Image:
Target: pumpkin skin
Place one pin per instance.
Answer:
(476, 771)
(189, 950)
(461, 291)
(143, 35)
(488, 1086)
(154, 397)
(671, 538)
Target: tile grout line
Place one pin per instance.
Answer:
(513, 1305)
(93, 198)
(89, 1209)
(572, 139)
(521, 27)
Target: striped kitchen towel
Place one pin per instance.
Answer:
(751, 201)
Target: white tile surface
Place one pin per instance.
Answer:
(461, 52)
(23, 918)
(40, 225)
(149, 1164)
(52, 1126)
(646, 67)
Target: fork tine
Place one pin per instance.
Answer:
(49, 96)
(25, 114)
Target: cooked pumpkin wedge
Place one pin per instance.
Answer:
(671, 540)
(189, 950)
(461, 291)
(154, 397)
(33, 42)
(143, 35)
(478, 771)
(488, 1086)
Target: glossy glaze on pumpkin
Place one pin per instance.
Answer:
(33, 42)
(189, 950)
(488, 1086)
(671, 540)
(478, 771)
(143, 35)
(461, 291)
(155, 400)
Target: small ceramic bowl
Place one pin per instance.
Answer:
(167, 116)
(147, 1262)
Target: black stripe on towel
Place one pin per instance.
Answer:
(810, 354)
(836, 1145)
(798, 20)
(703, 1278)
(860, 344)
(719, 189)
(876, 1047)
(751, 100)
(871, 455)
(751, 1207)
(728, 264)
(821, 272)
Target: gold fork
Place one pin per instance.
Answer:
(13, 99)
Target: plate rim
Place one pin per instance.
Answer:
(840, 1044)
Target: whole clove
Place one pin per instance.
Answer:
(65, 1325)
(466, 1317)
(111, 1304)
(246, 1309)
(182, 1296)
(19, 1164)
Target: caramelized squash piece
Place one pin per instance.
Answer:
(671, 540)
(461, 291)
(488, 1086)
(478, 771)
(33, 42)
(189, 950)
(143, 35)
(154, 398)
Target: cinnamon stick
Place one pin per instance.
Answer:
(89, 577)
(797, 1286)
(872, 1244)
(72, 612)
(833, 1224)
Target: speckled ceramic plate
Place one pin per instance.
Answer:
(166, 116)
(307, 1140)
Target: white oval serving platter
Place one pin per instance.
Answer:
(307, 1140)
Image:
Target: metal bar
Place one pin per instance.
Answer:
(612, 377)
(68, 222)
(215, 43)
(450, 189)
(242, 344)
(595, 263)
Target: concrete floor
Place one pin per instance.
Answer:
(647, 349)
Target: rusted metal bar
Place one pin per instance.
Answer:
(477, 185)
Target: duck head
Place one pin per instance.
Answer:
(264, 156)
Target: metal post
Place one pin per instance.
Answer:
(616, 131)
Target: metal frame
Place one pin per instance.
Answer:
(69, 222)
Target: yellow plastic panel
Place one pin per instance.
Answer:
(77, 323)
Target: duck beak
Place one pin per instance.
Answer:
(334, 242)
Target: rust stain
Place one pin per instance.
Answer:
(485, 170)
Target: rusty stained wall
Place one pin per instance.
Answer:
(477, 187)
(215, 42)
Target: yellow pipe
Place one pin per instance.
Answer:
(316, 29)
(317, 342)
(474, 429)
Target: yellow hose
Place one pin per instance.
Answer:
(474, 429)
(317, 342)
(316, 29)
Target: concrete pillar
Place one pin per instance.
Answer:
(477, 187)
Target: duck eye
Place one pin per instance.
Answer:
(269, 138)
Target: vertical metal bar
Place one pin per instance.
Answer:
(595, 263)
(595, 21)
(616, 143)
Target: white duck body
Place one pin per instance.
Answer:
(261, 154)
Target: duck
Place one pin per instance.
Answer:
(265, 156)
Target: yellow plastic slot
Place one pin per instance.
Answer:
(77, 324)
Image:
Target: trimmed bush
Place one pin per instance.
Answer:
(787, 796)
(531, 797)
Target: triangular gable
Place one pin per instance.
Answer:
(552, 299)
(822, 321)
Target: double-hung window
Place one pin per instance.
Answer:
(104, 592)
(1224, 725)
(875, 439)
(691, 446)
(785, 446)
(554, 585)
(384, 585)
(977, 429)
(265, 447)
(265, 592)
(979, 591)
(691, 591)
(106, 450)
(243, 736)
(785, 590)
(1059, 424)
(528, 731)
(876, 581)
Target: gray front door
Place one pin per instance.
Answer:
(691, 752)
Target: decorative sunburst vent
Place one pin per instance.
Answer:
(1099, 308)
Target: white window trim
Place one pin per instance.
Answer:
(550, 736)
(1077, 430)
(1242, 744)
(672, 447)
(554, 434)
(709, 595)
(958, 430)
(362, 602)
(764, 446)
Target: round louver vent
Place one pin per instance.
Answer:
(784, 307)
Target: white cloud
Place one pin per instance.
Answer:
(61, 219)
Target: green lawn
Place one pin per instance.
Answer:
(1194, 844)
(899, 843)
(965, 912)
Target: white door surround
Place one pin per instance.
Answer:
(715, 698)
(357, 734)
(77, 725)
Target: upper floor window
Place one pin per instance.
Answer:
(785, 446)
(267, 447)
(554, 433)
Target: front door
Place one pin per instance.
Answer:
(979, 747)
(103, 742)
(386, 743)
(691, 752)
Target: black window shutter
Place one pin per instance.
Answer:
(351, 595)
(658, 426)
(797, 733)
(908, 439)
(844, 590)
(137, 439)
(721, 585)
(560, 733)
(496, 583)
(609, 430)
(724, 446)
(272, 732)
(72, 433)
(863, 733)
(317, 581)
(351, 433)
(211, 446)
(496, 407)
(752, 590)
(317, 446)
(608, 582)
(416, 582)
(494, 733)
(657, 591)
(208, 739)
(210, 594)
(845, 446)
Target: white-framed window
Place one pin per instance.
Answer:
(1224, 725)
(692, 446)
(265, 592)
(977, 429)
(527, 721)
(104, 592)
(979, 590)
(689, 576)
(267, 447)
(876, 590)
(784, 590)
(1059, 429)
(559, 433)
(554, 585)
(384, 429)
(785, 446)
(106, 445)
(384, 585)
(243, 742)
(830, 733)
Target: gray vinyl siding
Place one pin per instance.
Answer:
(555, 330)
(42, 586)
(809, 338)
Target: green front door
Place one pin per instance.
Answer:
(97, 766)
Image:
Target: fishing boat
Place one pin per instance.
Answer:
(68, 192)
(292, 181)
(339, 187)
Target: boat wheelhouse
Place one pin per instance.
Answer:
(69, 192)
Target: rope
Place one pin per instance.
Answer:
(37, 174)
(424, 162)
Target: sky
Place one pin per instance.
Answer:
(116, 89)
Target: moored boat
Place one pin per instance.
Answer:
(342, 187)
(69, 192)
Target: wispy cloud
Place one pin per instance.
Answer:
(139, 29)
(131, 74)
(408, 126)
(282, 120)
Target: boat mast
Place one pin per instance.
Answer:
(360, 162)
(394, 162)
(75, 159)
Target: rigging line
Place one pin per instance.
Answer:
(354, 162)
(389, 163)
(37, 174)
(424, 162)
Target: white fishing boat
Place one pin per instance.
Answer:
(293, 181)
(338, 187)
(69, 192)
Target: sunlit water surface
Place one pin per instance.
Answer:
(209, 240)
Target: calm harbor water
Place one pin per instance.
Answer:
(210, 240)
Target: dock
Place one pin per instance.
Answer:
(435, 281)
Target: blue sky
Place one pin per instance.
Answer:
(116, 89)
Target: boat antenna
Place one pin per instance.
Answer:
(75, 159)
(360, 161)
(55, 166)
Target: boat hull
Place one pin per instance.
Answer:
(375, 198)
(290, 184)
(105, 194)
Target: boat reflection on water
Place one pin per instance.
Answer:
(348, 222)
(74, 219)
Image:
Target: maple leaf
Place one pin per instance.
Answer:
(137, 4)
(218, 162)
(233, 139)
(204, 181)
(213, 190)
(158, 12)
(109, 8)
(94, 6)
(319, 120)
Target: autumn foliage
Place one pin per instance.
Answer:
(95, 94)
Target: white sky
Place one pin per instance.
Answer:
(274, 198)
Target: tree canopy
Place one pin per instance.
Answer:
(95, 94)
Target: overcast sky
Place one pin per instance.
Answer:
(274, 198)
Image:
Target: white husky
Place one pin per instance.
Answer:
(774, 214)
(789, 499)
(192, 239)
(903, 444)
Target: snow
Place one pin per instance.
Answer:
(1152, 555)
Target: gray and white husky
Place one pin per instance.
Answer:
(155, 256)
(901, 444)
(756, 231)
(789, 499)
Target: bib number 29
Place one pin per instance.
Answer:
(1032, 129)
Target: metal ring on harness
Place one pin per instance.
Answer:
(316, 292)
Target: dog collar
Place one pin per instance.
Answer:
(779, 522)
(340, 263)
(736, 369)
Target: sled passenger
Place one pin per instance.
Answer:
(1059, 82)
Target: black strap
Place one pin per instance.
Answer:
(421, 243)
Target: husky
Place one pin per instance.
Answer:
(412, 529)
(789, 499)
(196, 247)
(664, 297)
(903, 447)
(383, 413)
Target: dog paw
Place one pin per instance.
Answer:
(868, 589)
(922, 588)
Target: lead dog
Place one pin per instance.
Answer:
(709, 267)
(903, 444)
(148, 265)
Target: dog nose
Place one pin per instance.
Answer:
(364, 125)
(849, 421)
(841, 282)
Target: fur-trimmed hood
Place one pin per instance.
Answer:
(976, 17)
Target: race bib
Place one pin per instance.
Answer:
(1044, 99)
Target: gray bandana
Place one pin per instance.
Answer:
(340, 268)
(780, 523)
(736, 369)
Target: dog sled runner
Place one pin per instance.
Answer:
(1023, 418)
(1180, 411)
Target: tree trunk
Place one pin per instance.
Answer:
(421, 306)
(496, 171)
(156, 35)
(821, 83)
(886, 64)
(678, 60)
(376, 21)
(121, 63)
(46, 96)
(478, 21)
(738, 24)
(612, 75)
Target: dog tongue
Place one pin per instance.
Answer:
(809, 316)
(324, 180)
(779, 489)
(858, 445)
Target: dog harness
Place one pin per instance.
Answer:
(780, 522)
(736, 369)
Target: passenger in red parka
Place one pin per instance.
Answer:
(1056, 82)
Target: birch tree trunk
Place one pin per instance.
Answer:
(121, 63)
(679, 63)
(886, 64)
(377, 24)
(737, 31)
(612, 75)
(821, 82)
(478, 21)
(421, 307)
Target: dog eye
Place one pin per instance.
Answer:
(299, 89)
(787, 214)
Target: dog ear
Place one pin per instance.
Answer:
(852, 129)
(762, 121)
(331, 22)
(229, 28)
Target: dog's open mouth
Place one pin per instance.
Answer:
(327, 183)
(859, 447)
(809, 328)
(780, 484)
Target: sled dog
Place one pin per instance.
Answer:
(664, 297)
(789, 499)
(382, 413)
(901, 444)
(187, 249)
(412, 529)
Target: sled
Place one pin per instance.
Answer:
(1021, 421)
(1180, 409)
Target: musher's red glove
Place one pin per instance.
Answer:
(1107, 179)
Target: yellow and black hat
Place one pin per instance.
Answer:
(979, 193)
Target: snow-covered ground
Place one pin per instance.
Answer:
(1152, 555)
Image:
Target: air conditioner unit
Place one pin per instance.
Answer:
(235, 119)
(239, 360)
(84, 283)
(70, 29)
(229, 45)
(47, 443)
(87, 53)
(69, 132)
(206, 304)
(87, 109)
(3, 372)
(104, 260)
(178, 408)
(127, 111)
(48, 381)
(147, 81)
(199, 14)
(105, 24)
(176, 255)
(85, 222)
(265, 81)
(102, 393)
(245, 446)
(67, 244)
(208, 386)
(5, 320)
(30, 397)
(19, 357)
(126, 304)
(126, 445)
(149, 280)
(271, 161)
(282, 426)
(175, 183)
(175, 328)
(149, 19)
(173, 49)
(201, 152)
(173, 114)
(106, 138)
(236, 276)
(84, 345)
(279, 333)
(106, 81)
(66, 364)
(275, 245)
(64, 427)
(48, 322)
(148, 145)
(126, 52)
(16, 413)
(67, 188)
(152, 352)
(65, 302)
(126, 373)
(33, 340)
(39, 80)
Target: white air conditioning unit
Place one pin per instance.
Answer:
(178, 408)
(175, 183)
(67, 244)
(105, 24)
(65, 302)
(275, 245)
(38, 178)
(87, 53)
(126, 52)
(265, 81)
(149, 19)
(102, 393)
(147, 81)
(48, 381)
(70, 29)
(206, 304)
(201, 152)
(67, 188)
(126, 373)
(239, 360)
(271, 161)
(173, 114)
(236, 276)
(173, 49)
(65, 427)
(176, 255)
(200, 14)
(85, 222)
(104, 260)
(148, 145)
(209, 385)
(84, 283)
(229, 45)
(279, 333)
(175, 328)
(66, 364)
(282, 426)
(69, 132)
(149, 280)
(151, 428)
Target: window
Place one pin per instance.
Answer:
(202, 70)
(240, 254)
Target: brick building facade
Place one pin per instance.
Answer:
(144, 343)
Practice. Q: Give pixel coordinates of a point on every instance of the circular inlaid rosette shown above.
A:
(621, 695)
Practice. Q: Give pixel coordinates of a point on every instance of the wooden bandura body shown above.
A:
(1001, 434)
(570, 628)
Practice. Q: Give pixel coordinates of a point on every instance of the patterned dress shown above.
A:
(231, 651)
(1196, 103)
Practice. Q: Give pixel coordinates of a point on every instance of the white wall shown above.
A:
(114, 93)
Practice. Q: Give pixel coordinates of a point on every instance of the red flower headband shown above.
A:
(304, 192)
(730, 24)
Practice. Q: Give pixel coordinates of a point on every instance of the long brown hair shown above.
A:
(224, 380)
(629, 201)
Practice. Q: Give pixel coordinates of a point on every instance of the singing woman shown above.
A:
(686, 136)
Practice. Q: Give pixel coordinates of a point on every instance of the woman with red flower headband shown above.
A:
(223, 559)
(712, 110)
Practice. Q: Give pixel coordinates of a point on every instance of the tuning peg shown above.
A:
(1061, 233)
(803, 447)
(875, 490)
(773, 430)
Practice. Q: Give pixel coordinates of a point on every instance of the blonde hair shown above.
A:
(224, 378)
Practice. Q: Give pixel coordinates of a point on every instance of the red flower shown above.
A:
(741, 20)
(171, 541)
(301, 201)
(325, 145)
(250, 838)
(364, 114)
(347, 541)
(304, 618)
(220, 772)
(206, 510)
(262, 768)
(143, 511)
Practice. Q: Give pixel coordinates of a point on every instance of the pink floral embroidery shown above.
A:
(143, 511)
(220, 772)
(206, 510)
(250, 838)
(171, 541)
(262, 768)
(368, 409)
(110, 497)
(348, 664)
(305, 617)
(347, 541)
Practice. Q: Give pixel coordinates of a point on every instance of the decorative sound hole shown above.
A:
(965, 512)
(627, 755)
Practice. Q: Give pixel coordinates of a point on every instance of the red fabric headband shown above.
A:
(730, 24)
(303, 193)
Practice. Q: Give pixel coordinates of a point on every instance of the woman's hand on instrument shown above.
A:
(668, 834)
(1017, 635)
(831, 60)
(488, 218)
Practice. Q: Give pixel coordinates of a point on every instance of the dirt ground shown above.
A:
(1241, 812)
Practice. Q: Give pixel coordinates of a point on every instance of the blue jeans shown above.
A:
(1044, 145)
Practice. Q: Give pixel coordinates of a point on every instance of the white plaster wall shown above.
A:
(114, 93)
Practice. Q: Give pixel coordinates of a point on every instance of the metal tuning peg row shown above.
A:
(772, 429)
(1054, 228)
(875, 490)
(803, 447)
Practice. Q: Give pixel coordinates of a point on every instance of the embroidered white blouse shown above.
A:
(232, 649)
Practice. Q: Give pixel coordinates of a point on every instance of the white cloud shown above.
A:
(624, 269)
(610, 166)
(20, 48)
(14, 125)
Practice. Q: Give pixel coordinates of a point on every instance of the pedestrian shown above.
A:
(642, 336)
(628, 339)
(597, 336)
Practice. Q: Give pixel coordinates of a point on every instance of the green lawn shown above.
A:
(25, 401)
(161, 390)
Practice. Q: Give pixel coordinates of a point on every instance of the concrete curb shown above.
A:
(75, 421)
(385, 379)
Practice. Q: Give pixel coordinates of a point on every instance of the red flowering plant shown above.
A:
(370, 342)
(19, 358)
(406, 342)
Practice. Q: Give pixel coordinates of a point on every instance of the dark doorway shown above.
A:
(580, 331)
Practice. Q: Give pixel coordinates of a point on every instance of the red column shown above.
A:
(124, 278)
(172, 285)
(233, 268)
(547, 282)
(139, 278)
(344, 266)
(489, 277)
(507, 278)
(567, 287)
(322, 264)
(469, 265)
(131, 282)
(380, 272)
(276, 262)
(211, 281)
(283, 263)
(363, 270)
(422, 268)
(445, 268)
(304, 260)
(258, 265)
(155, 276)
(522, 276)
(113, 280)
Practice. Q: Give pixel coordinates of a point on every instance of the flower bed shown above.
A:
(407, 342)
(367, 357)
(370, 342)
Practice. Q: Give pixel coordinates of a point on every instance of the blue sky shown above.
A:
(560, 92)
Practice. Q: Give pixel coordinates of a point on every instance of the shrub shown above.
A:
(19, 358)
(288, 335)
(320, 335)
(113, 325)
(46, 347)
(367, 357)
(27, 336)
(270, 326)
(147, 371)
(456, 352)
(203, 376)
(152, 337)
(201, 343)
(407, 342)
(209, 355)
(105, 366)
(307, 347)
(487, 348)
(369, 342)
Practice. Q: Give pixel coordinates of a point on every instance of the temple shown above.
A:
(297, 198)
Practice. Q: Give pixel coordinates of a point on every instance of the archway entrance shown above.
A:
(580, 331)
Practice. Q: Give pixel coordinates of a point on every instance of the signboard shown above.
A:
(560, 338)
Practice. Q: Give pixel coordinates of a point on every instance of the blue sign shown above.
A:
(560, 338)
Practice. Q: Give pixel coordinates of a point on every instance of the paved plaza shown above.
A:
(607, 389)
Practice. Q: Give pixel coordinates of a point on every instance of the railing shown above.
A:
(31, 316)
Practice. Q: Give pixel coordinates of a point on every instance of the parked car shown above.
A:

• Required work
Rewrite everything from the start of the material down to and including the line containing "(147, 1262)", with "pumpkin" changed to "squash" and nothing else altered.

• Result of the exercise
Image:
Target: squash skin
Place one pin per instance.
Answer:
(476, 771)
(189, 950)
(461, 291)
(143, 35)
(488, 1086)
(154, 397)
(671, 538)
Target: tile grout line
Place one pin per instance.
Answer:
(513, 1305)
(93, 198)
(89, 1209)
(572, 139)
(521, 27)
Target: striped kitchen towel
Place one pin per instance.
Answer:
(751, 201)
Target: white tile surface
Place one pin per instance.
Answer:
(461, 52)
(23, 918)
(40, 225)
(149, 1164)
(52, 1126)
(646, 67)
Target: fork tine
Place one pin per instance.
Answer:
(49, 96)
(25, 114)
Target: cooked squash wedge
Place one pin per instance.
Answer:
(671, 540)
(189, 950)
(461, 291)
(154, 397)
(33, 42)
(143, 35)
(478, 771)
(488, 1086)
Target: glossy glaze on squash
Place one pin per instance.
Answer:
(33, 42)
(189, 950)
(488, 1086)
(671, 540)
(478, 771)
(143, 35)
(461, 291)
(155, 400)
Target: small ceramic bowl
Place one pin per instance.
Answer:
(167, 116)
(147, 1262)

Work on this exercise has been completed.